**Supplied data**
· · · ·

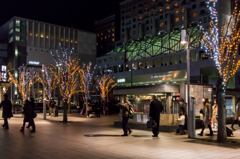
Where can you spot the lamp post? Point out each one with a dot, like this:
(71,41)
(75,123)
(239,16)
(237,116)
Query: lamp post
(44,105)
(185,39)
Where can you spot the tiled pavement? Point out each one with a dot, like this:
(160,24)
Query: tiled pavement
(97,138)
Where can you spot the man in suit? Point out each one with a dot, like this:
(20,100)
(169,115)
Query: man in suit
(155,109)
(7,110)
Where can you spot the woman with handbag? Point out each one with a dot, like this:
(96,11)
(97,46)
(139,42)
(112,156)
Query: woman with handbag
(28,116)
(207,114)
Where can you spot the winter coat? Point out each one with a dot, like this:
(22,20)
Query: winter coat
(155,109)
(125,108)
(28,112)
(237,115)
(207,114)
(7,108)
(215,112)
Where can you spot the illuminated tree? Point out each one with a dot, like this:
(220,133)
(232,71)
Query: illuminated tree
(223,50)
(26,78)
(105,84)
(65,73)
(86,78)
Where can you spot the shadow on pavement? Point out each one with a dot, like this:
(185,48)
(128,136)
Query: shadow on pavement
(141,135)
(231,143)
(102,135)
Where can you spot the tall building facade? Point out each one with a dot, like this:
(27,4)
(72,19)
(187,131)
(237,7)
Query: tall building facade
(150,59)
(29,43)
(105,30)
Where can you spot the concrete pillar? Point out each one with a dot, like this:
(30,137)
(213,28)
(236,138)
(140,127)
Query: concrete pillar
(183,90)
(168,103)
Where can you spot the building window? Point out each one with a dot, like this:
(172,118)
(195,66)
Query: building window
(17,38)
(17,22)
(194,14)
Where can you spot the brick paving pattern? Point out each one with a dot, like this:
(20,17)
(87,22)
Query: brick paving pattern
(84,138)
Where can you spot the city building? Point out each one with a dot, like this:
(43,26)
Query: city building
(150,59)
(30,41)
(105,30)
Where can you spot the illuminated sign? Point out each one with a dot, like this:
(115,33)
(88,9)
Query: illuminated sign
(34,62)
(121,80)
(161,76)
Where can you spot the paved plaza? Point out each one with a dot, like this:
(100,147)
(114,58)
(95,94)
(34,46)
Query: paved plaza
(89,138)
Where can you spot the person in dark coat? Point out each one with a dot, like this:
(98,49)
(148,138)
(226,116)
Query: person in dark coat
(183,108)
(7,110)
(28,116)
(34,114)
(125,116)
(98,108)
(155,109)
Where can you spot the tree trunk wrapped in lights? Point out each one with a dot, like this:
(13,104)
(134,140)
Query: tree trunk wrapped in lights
(105,84)
(24,81)
(67,76)
(223,50)
(49,83)
(86,77)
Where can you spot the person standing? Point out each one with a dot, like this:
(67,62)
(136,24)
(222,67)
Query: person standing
(237,114)
(28,116)
(52,106)
(7,110)
(207,114)
(126,107)
(215,112)
(155,109)
(183,108)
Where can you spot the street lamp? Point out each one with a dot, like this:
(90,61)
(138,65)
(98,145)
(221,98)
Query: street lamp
(185,39)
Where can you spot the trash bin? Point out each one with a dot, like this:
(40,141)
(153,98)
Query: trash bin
(55,114)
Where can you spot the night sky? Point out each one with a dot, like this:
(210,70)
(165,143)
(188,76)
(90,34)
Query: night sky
(79,14)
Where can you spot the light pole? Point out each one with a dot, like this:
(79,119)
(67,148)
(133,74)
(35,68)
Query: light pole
(44,105)
(185,39)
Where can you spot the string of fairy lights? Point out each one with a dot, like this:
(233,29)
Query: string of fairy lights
(223,49)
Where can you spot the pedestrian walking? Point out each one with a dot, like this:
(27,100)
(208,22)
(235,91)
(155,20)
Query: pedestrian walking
(155,109)
(34,114)
(98,108)
(207,114)
(7,110)
(237,114)
(28,116)
(183,108)
(52,106)
(126,107)
(181,121)
(215,112)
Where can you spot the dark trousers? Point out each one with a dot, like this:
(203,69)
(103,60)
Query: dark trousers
(5,122)
(155,129)
(234,122)
(125,125)
(209,126)
(98,113)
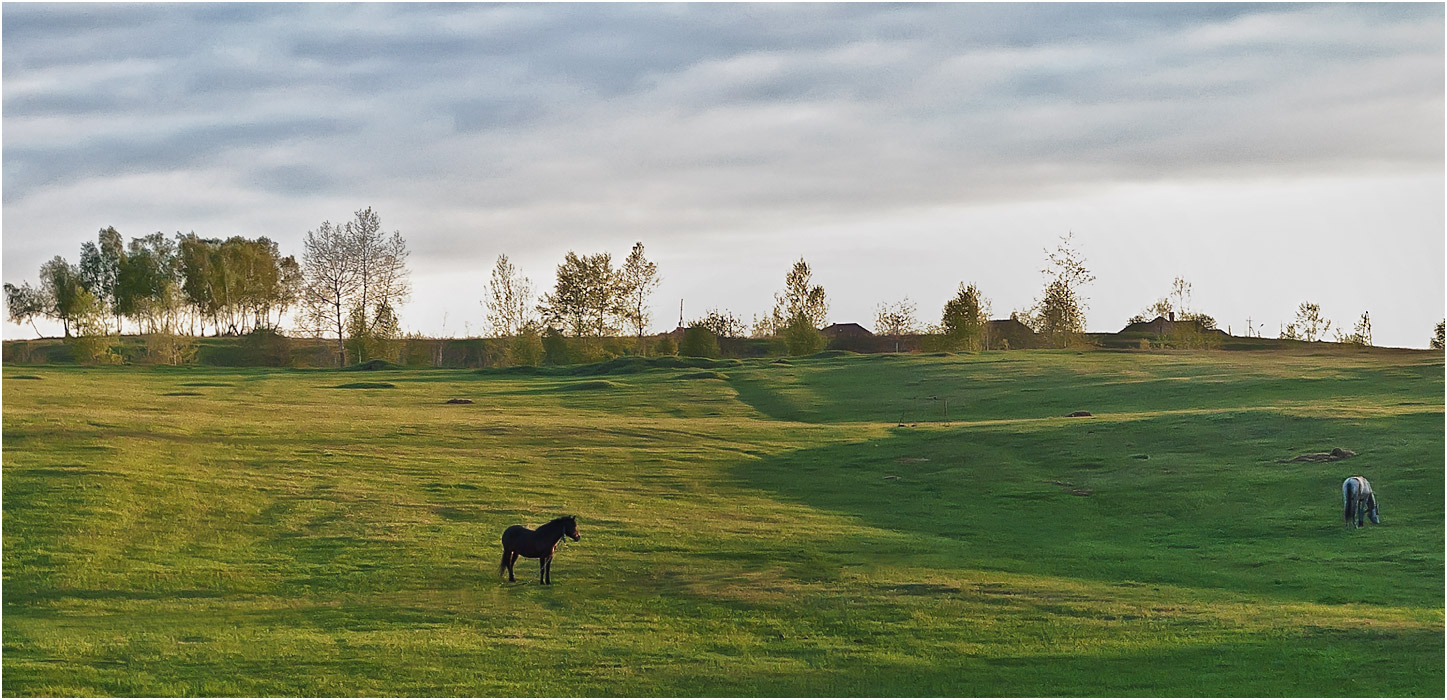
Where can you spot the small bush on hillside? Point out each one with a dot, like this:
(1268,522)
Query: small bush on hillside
(554,347)
(699,342)
(527,347)
(93,343)
(170,349)
(802,337)
(265,347)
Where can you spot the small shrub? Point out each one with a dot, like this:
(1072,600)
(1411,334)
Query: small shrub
(699,342)
(170,349)
(527,347)
(265,347)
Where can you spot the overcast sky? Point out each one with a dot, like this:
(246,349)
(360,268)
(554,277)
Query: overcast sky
(1266,154)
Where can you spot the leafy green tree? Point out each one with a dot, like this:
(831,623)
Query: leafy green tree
(800,300)
(1360,333)
(965,318)
(25,304)
(896,320)
(554,346)
(800,337)
(93,342)
(637,281)
(722,324)
(699,342)
(585,300)
(61,284)
(100,268)
(527,346)
(1308,326)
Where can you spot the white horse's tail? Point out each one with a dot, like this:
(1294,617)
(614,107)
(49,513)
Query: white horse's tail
(1349,499)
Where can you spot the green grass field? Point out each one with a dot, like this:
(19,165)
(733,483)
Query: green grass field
(760,528)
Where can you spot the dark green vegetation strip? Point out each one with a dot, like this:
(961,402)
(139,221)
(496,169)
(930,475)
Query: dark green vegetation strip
(773,532)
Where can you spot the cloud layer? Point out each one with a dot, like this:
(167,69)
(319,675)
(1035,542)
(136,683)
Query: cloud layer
(501,126)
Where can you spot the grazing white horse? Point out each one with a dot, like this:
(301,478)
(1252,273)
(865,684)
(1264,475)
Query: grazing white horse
(1358,501)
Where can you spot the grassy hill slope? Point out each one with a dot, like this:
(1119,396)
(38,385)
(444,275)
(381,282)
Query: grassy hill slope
(813,527)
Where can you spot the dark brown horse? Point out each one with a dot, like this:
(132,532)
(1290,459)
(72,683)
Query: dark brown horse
(537,544)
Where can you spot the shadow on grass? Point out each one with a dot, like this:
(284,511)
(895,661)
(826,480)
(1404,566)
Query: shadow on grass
(1207,509)
(1292,667)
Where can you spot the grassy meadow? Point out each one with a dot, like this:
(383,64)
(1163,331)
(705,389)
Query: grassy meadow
(812,527)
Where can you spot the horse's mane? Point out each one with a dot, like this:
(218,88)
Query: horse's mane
(557,522)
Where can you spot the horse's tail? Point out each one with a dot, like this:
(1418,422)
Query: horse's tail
(1349,489)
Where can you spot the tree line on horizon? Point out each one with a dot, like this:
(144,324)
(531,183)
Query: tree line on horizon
(352,279)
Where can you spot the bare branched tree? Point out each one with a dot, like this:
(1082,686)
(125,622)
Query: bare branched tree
(510,300)
(637,279)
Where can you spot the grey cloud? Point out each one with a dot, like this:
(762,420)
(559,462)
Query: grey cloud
(31,167)
(291,180)
(858,103)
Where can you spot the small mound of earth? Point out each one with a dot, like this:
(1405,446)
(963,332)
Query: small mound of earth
(372,366)
(1337,453)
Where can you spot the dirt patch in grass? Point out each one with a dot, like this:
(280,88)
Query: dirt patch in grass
(372,366)
(1336,454)
(593,385)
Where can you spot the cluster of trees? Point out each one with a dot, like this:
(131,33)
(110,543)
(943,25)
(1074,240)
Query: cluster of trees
(591,300)
(353,276)
(164,287)
(348,285)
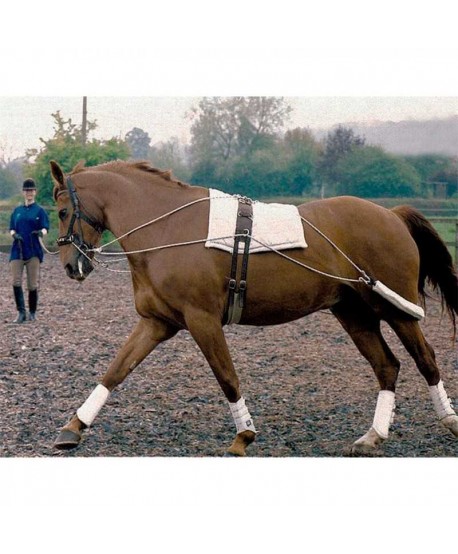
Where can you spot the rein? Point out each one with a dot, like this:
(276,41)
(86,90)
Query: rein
(77,239)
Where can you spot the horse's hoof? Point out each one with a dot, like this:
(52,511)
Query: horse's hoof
(451,423)
(241,441)
(67,440)
(367,445)
(228,454)
(362,451)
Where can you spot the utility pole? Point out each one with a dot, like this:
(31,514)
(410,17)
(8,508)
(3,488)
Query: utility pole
(84,125)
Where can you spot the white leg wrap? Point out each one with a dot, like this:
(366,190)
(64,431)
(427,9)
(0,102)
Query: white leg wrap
(442,403)
(89,410)
(242,418)
(384,413)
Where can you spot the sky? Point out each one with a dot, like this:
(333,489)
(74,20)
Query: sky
(24,119)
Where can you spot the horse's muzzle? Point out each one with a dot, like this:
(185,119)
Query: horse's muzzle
(80,270)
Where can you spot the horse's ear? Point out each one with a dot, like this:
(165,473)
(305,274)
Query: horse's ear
(58,177)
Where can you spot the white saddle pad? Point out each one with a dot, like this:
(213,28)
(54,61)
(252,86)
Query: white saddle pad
(276,226)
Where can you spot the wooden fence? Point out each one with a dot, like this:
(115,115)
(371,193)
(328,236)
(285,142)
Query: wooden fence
(451,244)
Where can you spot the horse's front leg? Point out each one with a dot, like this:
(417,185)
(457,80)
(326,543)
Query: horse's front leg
(207,331)
(145,337)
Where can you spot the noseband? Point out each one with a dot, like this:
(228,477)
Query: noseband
(77,239)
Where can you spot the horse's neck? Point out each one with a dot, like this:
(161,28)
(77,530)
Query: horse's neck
(128,207)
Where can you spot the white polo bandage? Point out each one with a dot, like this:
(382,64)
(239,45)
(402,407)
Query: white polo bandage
(89,410)
(384,413)
(442,403)
(242,418)
(405,305)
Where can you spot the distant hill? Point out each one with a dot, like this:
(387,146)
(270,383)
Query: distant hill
(433,136)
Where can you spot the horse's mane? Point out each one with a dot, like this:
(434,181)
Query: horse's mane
(120,166)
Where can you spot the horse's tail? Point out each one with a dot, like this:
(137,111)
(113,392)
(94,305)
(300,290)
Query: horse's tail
(436,264)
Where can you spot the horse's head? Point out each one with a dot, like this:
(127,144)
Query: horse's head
(79,230)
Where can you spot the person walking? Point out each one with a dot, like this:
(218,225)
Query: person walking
(28,223)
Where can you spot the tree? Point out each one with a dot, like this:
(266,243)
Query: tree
(66,147)
(139,143)
(171,155)
(434,168)
(370,172)
(338,144)
(227,127)
(302,153)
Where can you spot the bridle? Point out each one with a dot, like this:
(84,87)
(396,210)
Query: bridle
(77,239)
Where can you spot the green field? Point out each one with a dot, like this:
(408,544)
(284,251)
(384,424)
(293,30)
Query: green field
(433,209)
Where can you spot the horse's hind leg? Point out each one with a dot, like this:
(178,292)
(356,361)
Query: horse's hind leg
(145,337)
(363,326)
(206,330)
(411,336)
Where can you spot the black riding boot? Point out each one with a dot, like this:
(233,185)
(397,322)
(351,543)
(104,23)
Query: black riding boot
(20,305)
(33,303)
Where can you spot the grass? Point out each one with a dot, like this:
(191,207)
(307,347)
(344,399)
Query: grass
(430,207)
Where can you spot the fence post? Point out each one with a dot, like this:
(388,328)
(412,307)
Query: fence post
(456,244)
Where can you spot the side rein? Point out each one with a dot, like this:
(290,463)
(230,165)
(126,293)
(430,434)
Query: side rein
(77,239)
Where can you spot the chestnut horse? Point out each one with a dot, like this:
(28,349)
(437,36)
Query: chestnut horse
(186,286)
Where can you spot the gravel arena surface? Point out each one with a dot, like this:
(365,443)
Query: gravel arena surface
(310,392)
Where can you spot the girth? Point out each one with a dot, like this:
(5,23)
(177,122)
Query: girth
(237,281)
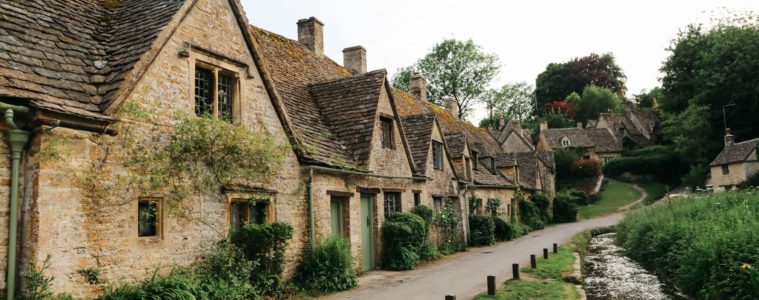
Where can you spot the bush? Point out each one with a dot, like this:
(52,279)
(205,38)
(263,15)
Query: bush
(586,168)
(264,245)
(706,243)
(502,230)
(328,268)
(402,237)
(225,273)
(564,208)
(481,230)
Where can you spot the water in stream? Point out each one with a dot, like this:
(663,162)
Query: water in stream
(611,275)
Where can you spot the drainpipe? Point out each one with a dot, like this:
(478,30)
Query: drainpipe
(16,139)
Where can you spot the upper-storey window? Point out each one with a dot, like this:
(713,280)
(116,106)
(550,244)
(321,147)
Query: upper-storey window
(387,132)
(437,155)
(215,92)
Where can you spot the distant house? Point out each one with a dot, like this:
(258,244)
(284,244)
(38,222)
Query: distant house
(597,143)
(734,165)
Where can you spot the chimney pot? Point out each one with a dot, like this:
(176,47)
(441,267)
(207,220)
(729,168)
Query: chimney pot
(311,34)
(418,86)
(451,106)
(354,59)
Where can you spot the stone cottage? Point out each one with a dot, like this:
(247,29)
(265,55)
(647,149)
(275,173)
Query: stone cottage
(734,164)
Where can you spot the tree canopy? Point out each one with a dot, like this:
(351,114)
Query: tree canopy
(561,79)
(453,68)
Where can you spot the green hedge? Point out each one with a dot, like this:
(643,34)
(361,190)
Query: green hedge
(481,230)
(403,235)
(328,268)
(706,243)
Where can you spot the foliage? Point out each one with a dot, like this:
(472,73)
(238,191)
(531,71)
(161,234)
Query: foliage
(586,168)
(178,284)
(481,230)
(564,208)
(459,69)
(91,274)
(529,214)
(706,243)
(264,245)
(329,267)
(503,230)
(493,204)
(594,101)
(403,235)
(561,79)
(225,273)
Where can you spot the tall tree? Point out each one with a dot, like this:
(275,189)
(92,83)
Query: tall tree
(453,68)
(561,79)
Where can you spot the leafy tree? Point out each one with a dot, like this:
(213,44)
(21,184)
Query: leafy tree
(453,68)
(561,79)
(594,101)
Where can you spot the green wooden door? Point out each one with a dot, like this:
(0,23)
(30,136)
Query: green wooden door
(336,212)
(367,233)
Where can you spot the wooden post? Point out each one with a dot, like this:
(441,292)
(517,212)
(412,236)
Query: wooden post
(515,271)
(491,285)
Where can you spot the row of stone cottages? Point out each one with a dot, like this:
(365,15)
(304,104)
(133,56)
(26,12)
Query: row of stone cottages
(358,150)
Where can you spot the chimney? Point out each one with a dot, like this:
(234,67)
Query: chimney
(729,138)
(311,34)
(451,106)
(418,87)
(354,59)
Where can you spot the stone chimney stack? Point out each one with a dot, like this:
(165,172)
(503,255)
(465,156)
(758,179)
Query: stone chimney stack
(311,34)
(451,106)
(729,138)
(418,86)
(354,59)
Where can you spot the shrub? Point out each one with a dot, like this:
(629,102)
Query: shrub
(402,237)
(481,230)
(178,284)
(564,208)
(586,168)
(502,230)
(328,268)
(264,245)
(225,273)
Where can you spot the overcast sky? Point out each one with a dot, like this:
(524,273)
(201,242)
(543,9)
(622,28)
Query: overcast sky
(526,35)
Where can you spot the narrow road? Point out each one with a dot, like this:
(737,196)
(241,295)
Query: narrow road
(464,274)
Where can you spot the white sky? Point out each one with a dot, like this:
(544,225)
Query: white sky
(526,35)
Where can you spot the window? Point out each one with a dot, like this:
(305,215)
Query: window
(148,215)
(474,160)
(246,211)
(437,155)
(215,90)
(437,203)
(392,203)
(387,132)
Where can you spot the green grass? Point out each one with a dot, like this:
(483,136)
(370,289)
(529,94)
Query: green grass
(545,282)
(616,195)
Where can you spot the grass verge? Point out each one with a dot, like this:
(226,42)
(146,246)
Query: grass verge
(616,195)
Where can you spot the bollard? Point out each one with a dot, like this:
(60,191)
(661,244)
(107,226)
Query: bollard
(491,285)
(515,271)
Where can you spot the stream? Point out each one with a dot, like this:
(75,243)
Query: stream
(612,276)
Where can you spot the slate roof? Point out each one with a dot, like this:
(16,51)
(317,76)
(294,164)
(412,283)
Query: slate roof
(73,56)
(738,152)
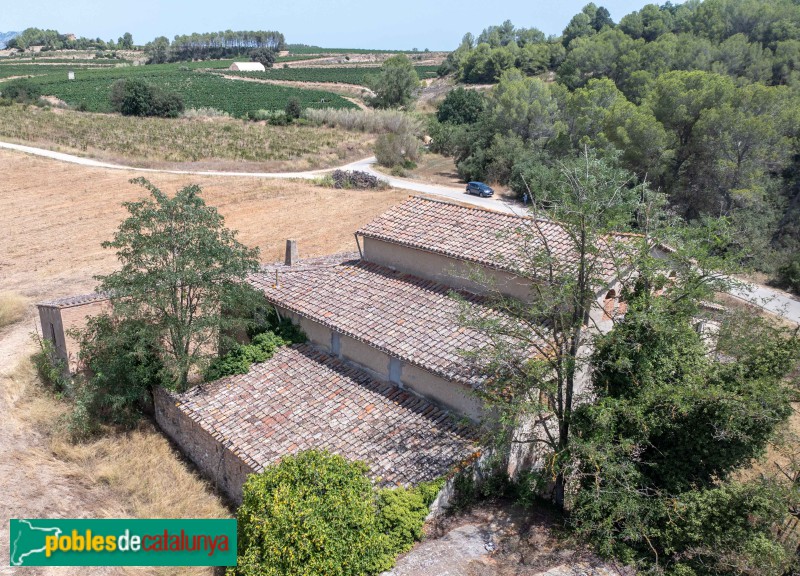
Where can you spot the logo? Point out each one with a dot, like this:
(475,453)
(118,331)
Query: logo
(120,542)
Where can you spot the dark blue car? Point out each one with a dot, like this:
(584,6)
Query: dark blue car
(479,189)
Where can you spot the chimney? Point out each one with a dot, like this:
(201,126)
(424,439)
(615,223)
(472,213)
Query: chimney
(291,253)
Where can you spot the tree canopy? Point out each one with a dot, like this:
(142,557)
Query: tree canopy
(180,269)
(701,99)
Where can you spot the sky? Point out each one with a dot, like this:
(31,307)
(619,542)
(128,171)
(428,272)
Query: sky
(436,25)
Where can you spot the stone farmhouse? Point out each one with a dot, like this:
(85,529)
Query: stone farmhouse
(383,377)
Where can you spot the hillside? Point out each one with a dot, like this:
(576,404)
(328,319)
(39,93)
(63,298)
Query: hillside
(5,37)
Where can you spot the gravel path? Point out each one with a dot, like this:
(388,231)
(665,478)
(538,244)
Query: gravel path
(771,300)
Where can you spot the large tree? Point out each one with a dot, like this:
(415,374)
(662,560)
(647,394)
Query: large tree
(181,269)
(396,84)
(659,451)
(537,365)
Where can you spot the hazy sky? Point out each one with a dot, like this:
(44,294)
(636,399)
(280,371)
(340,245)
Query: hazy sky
(402,24)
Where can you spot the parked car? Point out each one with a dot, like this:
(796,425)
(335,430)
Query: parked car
(480,189)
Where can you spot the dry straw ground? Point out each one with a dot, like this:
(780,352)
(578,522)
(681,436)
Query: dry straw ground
(199,143)
(53,218)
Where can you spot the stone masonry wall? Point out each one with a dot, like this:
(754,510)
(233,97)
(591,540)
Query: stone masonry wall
(226,470)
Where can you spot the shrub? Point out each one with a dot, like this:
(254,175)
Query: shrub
(266,337)
(373,121)
(293,109)
(135,97)
(396,149)
(205,112)
(120,369)
(789,275)
(354,179)
(402,512)
(318,514)
(12,308)
(461,106)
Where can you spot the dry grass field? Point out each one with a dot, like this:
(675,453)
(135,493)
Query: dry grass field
(53,217)
(192,144)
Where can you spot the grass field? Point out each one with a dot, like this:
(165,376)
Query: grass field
(222,143)
(55,215)
(91,89)
(345,75)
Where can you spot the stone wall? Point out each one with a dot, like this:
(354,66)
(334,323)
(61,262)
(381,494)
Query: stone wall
(218,464)
(439,268)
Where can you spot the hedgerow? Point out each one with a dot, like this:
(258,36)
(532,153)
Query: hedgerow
(318,514)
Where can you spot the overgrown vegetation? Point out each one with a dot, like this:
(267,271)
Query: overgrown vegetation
(396,85)
(135,97)
(700,98)
(147,140)
(91,89)
(20,91)
(266,334)
(658,453)
(119,368)
(401,150)
(318,514)
(372,121)
(646,461)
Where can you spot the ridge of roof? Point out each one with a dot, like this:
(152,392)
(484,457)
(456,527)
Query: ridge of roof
(77,300)
(304,398)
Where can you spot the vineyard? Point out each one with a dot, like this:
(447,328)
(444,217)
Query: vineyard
(153,141)
(349,75)
(91,88)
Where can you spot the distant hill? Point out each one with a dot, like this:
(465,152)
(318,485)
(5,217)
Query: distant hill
(5,37)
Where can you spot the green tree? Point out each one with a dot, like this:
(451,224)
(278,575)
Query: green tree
(126,42)
(460,106)
(535,363)
(265,56)
(657,451)
(181,268)
(293,109)
(396,84)
(158,50)
(316,514)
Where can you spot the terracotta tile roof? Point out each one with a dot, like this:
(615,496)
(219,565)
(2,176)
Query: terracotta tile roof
(303,398)
(71,301)
(473,234)
(407,317)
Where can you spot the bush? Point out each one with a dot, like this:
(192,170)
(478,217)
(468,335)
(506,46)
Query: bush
(135,97)
(396,149)
(120,369)
(311,514)
(789,275)
(354,179)
(266,337)
(51,369)
(402,512)
(460,106)
(20,91)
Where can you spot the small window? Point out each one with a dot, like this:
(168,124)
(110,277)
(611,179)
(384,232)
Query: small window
(609,305)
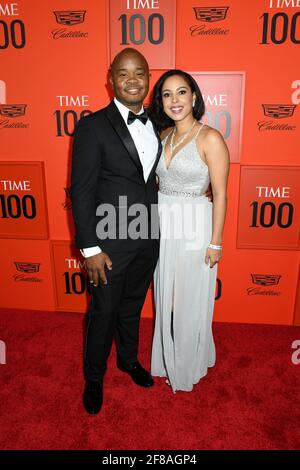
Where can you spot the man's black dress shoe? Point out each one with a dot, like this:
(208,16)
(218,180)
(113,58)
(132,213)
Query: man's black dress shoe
(139,375)
(93,397)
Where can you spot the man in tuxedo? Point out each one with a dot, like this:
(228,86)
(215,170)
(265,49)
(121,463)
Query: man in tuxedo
(115,153)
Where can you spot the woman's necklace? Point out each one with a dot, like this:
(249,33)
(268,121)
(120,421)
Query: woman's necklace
(174,146)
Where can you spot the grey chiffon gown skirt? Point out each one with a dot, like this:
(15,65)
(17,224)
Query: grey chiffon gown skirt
(184,285)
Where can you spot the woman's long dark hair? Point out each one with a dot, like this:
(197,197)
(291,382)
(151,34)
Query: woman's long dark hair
(156,110)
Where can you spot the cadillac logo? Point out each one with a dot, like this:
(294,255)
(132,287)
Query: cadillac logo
(12,110)
(211,14)
(26,267)
(70,18)
(266,279)
(279,111)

· · · ·

**The problem**
Could you reproduce exactly the lines from the first line of the listing through the line containing "Where can you spot the tall building", both included, with pictures left out?

**Task output**
Where can you spot the lamp post? Point out each one with a dot, like this:
(71,41)
(75,123)
(239,16)
(237,116)
Query: lamp post
(44,105)
(185,39)
Where can you spot the tiled pavement? Point out each one with a dot, like this:
(160,24)
Query: tiled pavement
(97,138)
Where can you spot the man in suit? Point out each one with a dot, like this:
(20,100)
(169,115)
Query: man in suit
(155,109)
(7,110)
Where can you spot the woman with handbag? Point out each one with a dot, like this:
(96,11)
(97,46)
(139,42)
(112,156)
Query: woman with handbag
(28,116)
(207,114)
Where can you spot the winter coat? Point out each one with a dot, like this:
(22,20)
Query: winter coat
(155,109)
(125,108)
(28,112)
(237,115)
(207,114)
(7,108)
(215,112)
Where can you spot the illuminated tree? Point out each one with a dot, like this:
(220,133)
(232,71)
Query: illuminated tree
(223,50)
(26,78)
(105,84)
(65,73)
(86,78)
Where can you spot the shadow on pavement? Point out each one with a dot, like this:
(185,48)
(128,136)
Query: shadow on pavement
(141,135)
(231,143)
(102,135)
Where can you spot the tall building facade? Point out each one with a dot, like this:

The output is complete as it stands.